◆ Instructions for the task: Copy each of the items below word for word.

◆ Input material:
+++
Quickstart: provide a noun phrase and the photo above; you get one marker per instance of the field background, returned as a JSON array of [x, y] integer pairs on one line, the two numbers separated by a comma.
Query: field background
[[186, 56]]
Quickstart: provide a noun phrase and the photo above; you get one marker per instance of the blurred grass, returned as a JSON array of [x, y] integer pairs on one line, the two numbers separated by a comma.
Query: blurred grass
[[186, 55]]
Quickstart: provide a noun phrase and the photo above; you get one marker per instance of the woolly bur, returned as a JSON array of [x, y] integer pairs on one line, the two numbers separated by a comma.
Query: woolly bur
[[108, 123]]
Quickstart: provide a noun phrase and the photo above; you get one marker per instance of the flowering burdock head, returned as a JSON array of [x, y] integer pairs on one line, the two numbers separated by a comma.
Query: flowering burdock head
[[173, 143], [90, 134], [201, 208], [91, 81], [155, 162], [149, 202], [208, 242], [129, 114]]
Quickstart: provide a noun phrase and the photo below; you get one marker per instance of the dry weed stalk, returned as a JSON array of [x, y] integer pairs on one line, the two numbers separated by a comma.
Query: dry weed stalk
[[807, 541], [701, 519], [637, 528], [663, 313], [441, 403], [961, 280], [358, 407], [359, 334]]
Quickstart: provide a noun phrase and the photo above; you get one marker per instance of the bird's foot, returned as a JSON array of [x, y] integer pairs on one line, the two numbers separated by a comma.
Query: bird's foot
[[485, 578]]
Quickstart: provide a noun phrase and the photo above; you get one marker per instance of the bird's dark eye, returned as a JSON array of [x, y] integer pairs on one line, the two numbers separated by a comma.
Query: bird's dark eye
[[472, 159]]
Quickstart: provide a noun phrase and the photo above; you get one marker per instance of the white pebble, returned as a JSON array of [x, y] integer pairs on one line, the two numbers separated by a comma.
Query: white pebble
+++
◆ Task result:
Quickstart: provide a noun phrase and the photo above; you get one marker per instance of the field background, returned as a JSON array of [x, y] integer pairs on one line, the two numbers separated by a comma.
Query: field background
[[186, 56]]
Quickstart: provide a noun phrase and the photo above; you get one marker per instance of the blurred grass, returned as a JSON array of [x, y] integer pairs on one line, the two numbers separated by a comma.
Query: blurred grass
[[186, 55]]
Quickstart: provide a noun phrase and the photo above; you get one marker per instance of the woolly bur, returned as a JSON array of [x, y] integer pairs on one line, the two numbers separated by a comma.
Query: woolly bur
[[108, 123]]
Quickstart: provide a noun phrase and the photo above; you get one marker per instance of the flowering burdock head, returned as a JSON array of [x, y] integer pairs on one line, the two numbers separated by a comma.
Query: flowering burdock head
[[173, 143], [90, 134], [201, 208], [91, 81], [155, 162], [149, 202], [208, 242], [129, 114]]
Quickstart: provide a noun phrase and the photo below; you get one marker per instance of the dry weed stalk, returned as a JSON array of [x, y] integer pairs on one line, the two numbers separated by a comma.
Query: dry weed stalk
[[807, 541], [701, 519], [637, 528], [663, 313], [441, 403], [961, 280], [358, 407], [359, 334]]
Quickstart: provide a noun phrase and the photo above; you get one marker per instance of the bird's foot, returned as a JSON array of [x, y] integer pairs on one line, the two numbers separated by a comma.
Query: bird's foot
[[485, 578]]
Quickstart: provide a noun phrase and the photo above; you get one marker per instance of the bird's dark eye, returned as a JSON array of [x, y] integer pairs on one line, the two numbers separated by a comma.
Query: bird's dark eye
[[472, 159]]
Quickstart: provide a noun phrase and the photo above; you get one marker per instance of the white pebble, returned as a JSON array of [x, y] integer pairs on one line, the two numbers separated by a comma.
Query: white pebble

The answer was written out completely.